> Data excerpts
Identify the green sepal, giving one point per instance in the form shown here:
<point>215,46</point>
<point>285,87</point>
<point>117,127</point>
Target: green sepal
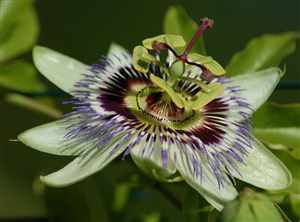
<point>202,98</point>
<point>142,59</point>
<point>175,97</point>
<point>208,62</point>
<point>175,41</point>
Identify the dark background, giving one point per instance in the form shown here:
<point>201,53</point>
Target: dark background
<point>85,29</point>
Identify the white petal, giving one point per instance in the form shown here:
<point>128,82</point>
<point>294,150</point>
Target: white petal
<point>257,86</point>
<point>60,69</point>
<point>206,184</point>
<point>263,169</point>
<point>48,138</point>
<point>82,167</point>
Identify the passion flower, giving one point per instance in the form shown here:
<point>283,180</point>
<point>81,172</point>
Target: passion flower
<point>173,111</point>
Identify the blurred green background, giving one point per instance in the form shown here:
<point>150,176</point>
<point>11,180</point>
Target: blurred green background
<point>84,30</point>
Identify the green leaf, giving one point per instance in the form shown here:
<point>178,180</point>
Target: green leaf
<point>21,36</point>
<point>10,12</point>
<point>78,203</point>
<point>252,207</point>
<point>263,52</point>
<point>295,202</point>
<point>294,167</point>
<point>21,76</point>
<point>279,127</point>
<point>178,22</point>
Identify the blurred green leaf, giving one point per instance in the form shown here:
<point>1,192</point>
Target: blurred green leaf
<point>294,166</point>
<point>294,189</point>
<point>77,203</point>
<point>279,127</point>
<point>153,217</point>
<point>21,76</point>
<point>10,12</point>
<point>252,207</point>
<point>23,32</point>
<point>177,21</point>
<point>263,52</point>
<point>295,202</point>
<point>44,106</point>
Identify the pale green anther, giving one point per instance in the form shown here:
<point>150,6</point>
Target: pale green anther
<point>142,59</point>
<point>201,84</point>
<point>175,41</point>
<point>177,68</point>
<point>203,98</point>
<point>208,62</point>
<point>175,97</point>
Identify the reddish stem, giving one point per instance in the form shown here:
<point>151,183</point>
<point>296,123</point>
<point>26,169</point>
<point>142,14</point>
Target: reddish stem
<point>206,23</point>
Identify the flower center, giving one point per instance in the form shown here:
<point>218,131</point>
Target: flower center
<point>154,106</point>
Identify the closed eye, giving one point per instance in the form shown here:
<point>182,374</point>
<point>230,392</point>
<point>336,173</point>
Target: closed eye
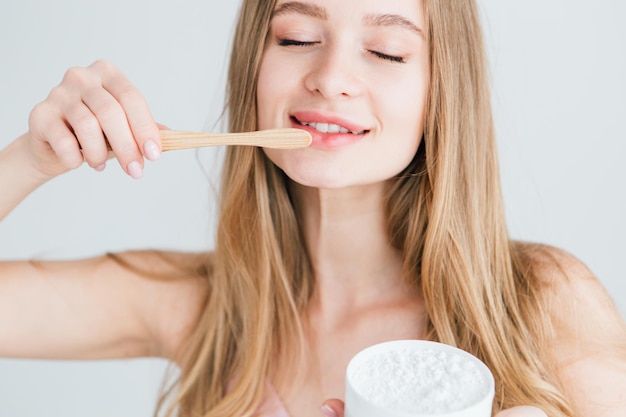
<point>391,58</point>
<point>292,42</point>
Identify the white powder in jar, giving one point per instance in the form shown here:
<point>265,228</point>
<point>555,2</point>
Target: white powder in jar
<point>423,381</point>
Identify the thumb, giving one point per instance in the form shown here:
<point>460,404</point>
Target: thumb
<point>333,408</point>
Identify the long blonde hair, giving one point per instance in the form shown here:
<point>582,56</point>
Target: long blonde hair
<point>445,215</point>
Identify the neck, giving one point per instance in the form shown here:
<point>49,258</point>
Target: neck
<point>346,236</point>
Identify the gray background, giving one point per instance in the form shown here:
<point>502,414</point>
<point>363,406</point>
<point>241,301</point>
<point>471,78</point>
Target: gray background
<point>558,87</point>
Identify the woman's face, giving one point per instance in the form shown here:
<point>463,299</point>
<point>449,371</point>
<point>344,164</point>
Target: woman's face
<point>354,73</point>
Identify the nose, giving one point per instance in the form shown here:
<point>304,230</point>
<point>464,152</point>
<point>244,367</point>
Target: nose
<point>334,73</point>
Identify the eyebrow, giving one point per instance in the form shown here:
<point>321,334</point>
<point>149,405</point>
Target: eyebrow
<point>313,10</point>
<point>392,20</point>
<point>308,9</point>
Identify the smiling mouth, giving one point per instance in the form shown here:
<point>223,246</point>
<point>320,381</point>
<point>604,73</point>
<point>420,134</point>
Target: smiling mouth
<point>329,127</point>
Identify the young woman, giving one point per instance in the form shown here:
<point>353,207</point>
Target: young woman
<point>389,226</point>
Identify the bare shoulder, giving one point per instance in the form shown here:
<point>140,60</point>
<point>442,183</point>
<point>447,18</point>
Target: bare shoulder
<point>575,297</point>
<point>174,290</point>
<point>588,337</point>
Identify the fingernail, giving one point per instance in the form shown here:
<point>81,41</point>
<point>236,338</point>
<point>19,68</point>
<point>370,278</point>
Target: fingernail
<point>134,170</point>
<point>327,411</point>
<point>151,150</point>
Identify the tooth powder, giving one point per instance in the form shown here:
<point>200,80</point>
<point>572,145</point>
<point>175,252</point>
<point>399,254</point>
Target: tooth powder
<point>420,381</point>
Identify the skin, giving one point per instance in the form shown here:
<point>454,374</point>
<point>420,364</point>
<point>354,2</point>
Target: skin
<point>97,309</point>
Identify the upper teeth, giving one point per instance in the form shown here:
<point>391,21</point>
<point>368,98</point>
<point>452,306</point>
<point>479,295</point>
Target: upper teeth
<point>330,128</point>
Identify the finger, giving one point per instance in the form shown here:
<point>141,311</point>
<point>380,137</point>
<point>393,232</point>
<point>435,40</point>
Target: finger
<point>522,411</point>
<point>53,138</point>
<point>114,123</point>
<point>142,124</point>
<point>333,408</point>
<point>88,132</point>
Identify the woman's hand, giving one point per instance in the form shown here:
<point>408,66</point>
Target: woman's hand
<point>334,408</point>
<point>91,107</point>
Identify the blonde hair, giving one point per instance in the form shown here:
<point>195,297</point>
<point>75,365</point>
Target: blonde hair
<point>445,215</point>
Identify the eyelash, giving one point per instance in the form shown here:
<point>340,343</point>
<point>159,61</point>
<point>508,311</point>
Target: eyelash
<point>380,55</point>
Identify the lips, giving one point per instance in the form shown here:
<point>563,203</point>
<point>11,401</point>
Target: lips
<point>325,124</point>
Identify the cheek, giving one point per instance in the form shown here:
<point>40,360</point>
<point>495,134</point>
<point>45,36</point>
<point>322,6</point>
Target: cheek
<point>271,91</point>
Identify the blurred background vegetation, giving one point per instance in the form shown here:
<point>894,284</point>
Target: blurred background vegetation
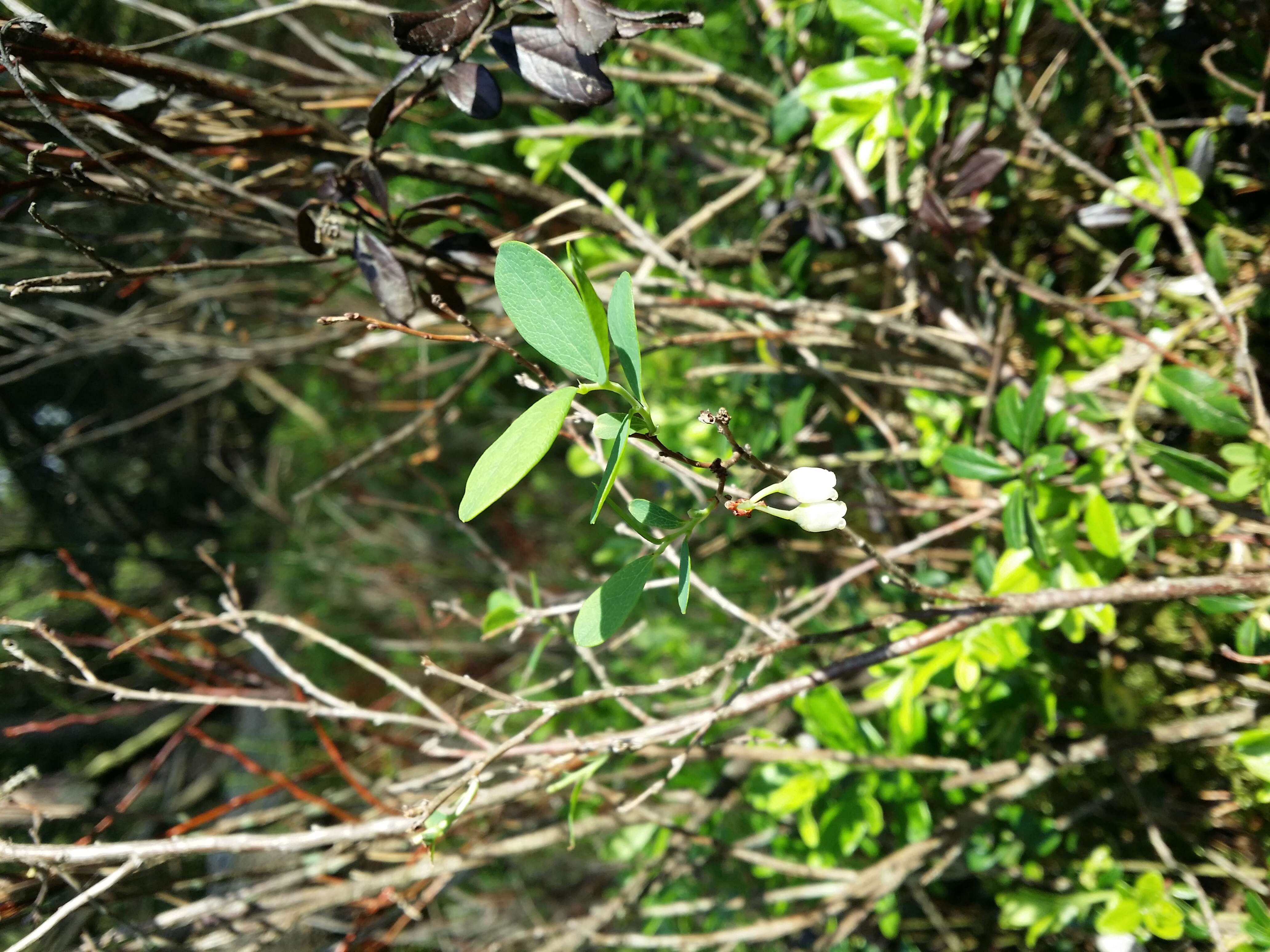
<point>101,493</point>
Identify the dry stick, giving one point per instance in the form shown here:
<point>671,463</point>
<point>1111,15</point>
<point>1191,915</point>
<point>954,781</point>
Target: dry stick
<point>479,767</point>
<point>1120,593</point>
<point>84,898</point>
<point>914,545</point>
<point>361,660</point>
<point>712,209</point>
<point>142,419</point>
<point>267,13</point>
<point>1244,659</point>
<point>999,353</point>
<point>88,252</point>
<point>53,281</point>
<point>1172,212</point>
<point>253,53</point>
<point>637,233</point>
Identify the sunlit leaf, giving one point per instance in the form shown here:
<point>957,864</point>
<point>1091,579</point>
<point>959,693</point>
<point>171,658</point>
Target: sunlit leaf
<point>608,607</point>
<point>516,452</point>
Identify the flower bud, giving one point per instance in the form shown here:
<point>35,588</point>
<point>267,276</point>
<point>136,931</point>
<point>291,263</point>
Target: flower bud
<point>821,517</point>
<point>807,484</point>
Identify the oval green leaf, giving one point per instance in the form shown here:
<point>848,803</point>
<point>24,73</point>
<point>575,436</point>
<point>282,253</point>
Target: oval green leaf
<point>895,22</point>
<point>652,516</point>
<point>1010,415</point>
<point>858,78</point>
<point>615,459</point>
<point>1102,527</point>
<point>1203,402</point>
<point>1188,469</point>
<point>1033,417</point>
<point>971,464</point>
<point>685,577</point>
<point>547,310</point>
<point>621,325</point>
<point>609,606</point>
<point>516,452</point>
<point>592,303</point>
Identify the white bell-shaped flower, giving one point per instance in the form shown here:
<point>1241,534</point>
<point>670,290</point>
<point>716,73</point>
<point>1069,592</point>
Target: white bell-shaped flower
<point>821,517</point>
<point>807,484</point>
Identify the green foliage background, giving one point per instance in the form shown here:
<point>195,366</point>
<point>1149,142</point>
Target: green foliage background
<point>380,561</point>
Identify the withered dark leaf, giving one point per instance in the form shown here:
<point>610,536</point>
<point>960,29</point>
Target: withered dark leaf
<point>632,23</point>
<point>333,186</point>
<point>544,60</point>
<point>935,215</point>
<point>980,169</point>
<point>586,25</point>
<point>437,31</point>
<point>378,118</point>
<point>972,220</point>
<point>1203,157</point>
<point>957,149</point>
<point>469,249</point>
<point>473,89</point>
<point>1103,216</point>
<point>385,275</point>
<point>375,184</point>
<point>306,233</point>
<point>589,25</point>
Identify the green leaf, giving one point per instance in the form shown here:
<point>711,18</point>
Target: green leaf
<point>789,117</point>
<point>1164,919</point>
<point>685,581</point>
<point>827,718</point>
<point>592,303</point>
<point>1189,190</point>
<point>966,673</point>
<point>1253,748</point>
<point>1248,637</point>
<point>1119,919</point>
<point>1215,257</point>
<point>1188,469</point>
<point>1203,402</point>
<point>1010,417</point>
<point>609,606</point>
<point>1240,454</point>
<point>548,311</point>
<point>1244,482</point>
<point>1016,573</point>
<point>1014,520</point>
<point>971,464</point>
<point>652,516</point>
<point>1225,605</point>
<point>1019,26</point>
<point>1033,415</point>
<point>615,459</point>
<point>858,78</point>
<point>578,779</point>
<point>1036,535</point>
<point>516,452</point>
<point>621,325</point>
<point>839,127</point>
<point>1102,527</point>
<point>1259,919</point>
<point>895,22</point>
<point>606,426</point>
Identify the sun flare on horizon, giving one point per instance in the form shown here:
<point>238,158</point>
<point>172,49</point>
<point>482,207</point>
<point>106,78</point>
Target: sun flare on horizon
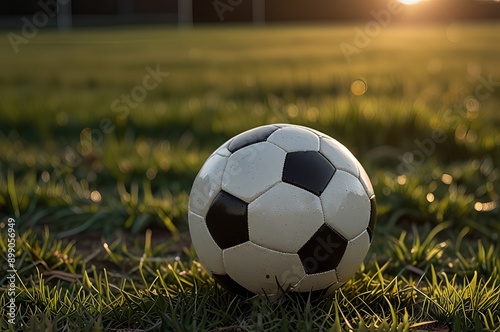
<point>409,2</point>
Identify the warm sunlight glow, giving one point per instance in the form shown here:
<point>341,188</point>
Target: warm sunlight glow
<point>409,2</point>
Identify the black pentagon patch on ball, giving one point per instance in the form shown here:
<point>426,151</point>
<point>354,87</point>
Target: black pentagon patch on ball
<point>309,170</point>
<point>323,252</point>
<point>228,283</point>
<point>227,220</point>
<point>373,217</point>
<point>250,137</point>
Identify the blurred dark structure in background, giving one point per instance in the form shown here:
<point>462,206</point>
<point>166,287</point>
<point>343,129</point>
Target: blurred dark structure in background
<point>129,12</point>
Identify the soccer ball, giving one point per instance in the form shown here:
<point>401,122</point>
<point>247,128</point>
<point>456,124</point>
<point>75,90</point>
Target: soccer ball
<point>282,208</point>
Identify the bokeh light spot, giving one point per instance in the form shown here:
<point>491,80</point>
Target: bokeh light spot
<point>95,196</point>
<point>358,87</point>
<point>454,33</point>
<point>446,178</point>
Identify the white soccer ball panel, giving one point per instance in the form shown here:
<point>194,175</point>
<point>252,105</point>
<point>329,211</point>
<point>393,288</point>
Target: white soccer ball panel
<point>353,257</point>
<point>294,138</point>
<point>260,270</point>
<point>284,218</point>
<point>208,251</point>
<point>312,282</point>
<point>252,170</point>
<point>365,181</point>
<point>207,184</point>
<point>346,205</point>
<point>339,155</point>
<point>223,151</point>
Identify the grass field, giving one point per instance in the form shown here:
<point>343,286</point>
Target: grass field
<point>98,184</point>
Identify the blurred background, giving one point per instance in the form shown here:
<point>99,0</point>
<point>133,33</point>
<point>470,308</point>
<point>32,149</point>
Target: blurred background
<point>109,108</point>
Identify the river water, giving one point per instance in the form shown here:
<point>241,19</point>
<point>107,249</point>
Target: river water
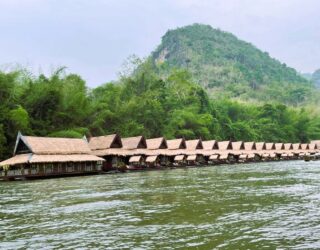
<point>249,206</point>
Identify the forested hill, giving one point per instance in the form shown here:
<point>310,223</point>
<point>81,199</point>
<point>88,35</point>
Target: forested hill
<point>220,62</point>
<point>142,104</point>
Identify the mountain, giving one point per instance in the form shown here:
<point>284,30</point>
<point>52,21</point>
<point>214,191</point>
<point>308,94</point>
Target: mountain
<point>225,65</point>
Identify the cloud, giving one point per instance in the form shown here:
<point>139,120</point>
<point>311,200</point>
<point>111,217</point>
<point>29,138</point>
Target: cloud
<point>93,38</point>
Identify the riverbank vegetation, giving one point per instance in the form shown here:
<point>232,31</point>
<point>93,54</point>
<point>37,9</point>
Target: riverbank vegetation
<point>139,103</point>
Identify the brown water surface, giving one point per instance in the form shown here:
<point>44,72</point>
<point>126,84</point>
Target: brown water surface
<point>249,206</point>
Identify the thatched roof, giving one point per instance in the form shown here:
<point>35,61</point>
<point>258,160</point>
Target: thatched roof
<point>238,145</point>
<point>194,144</point>
<point>152,158</point>
<point>296,146</point>
<point>250,146</point>
<point>279,146</point>
<point>213,157</point>
<point>16,160</point>
<point>270,146</point>
<point>224,145</point>
<point>34,158</point>
<point>136,158</point>
<point>50,146</point>
<point>105,142</point>
<point>313,146</point>
<point>157,143</point>
<point>191,157</point>
<point>134,142</point>
<point>288,146</point>
<point>317,142</point>
<point>176,144</point>
<point>260,146</point>
<point>179,157</point>
<point>210,145</point>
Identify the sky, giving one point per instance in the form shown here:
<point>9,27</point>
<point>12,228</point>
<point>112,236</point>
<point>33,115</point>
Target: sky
<point>94,38</point>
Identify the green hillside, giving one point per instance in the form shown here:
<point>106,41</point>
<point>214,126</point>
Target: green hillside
<point>222,63</point>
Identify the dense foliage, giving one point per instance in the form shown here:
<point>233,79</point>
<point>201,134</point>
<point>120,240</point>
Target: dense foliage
<point>62,105</point>
<point>227,66</point>
<point>316,78</point>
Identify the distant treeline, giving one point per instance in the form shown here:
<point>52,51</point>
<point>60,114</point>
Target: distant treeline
<point>140,104</point>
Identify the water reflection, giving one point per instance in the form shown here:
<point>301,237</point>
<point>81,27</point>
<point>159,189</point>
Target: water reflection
<point>265,205</point>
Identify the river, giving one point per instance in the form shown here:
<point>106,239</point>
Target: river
<point>248,206</point>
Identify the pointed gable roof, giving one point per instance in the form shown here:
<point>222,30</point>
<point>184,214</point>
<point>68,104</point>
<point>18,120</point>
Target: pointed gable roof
<point>157,143</point>
<point>288,146</point>
<point>210,145</point>
<point>224,145</point>
<point>134,142</point>
<point>238,145</point>
<point>250,146</point>
<point>261,146</point>
<point>105,142</point>
<point>296,146</point>
<point>50,145</point>
<point>177,144</point>
<point>317,142</point>
<point>279,146</point>
<point>313,146</point>
<point>194,144</point>
<point>270,146</point>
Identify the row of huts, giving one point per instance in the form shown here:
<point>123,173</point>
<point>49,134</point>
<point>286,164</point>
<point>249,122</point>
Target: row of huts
<point>42,157</point>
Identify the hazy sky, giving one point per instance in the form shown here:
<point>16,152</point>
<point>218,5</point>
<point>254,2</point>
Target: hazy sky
<point>94,37</point>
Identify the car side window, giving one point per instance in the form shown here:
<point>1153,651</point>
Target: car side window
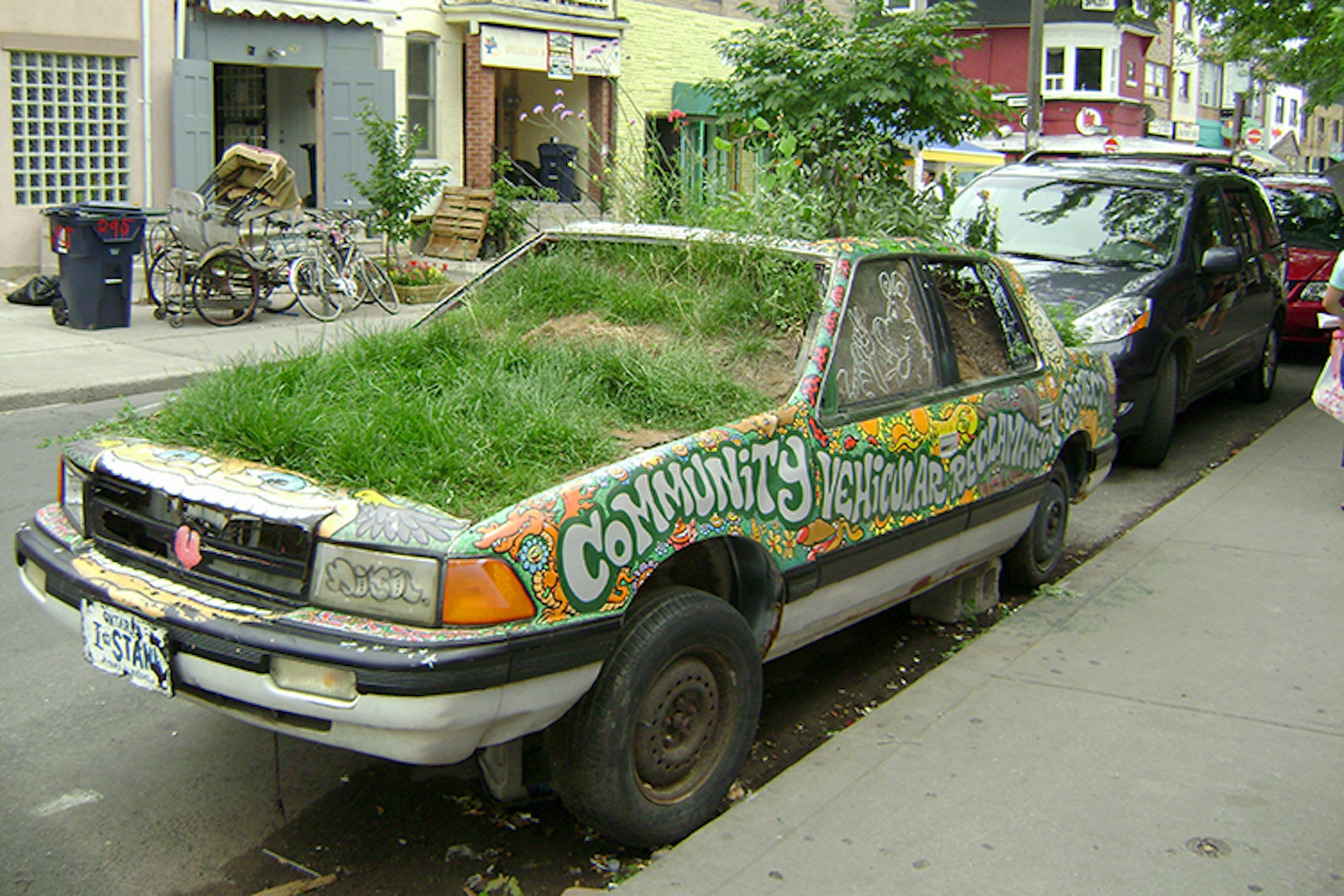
<point>1209,226</point>
<point>1249,230</point>
<point>988,334</point>
<point>883,348</point>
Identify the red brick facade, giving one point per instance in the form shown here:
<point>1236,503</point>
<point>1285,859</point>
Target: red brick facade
<point>480,117</point>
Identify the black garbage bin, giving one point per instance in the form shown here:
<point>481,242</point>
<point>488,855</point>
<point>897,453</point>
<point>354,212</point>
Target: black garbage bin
<point>558,168</point>
<point>96,245</point>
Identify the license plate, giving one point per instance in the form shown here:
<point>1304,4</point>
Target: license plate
<point>127,645</point>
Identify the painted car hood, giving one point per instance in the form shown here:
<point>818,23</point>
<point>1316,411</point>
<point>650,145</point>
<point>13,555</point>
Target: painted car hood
<point>1081,285</point>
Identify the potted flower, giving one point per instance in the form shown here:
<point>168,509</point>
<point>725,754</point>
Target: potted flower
<point>420,281</point>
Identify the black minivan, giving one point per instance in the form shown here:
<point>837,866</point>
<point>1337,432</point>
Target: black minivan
<point>1174,268</point>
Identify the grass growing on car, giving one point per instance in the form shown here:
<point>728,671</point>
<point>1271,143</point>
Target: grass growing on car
<point>499,399</point>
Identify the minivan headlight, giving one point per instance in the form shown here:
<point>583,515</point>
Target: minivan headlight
<point>1113,320</point>
<point>72,485</point>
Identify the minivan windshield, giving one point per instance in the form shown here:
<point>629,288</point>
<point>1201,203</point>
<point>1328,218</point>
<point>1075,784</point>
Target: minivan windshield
<point>1308,217</point>
<point>1069,221</point>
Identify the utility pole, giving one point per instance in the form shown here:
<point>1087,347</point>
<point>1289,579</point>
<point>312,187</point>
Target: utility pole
<point>1035,62</point>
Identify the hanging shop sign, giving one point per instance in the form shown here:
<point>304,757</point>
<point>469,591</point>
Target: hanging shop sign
<point>514,49</point>
<point>597,57</point>
<point>560,56</point>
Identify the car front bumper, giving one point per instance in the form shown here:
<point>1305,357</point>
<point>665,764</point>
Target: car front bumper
<point>422,706</point>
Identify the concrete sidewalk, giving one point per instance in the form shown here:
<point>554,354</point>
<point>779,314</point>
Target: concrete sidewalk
<point>1168,721</point>
<point>45,365</point>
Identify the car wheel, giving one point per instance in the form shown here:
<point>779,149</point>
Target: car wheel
<point>1041,548</point>
<point>1259,385</point>
<point>651,751</point>
<point>1150,447</point>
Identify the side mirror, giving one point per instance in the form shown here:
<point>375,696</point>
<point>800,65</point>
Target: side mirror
<point>1221,260</point>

> Brief
Repeat exactly the lines of the listing above, from the one with "<point>68,104</point>" down to the one with "<point>218,5</point>"; both of those lines belong in the range.

> Task result
<point>68,104</point>
<point>18,120</point>
Target: pointed gable roof
<point>157,143</point>
<point>288,146</point>
<point>210,145</point>
<point>224,145</point>
<point>134,142</point>
<point>238,145</point>
<point>250,146</point>
<point>261,146</point>
<point>105,142</point>
<point>296,146</point>
<point>50,145</point>
<point>177,144</point>
<point>317,142</point>
<point>279,146</point>
<point>313,146</point>
<point>194,144</point>
<point>270,146</point>
Identify the row of huts, giving one point per instance in the form shown here:
<point>123,173</point>
<point>49,134</point>
<point>286,164</point>
<point>249,122</point>
Target: row of huts
<point>42,157</point>
Identify the hazy sky, giving one point per instance in the form shown here:
<point>16,152</point>
<point>218,5</point>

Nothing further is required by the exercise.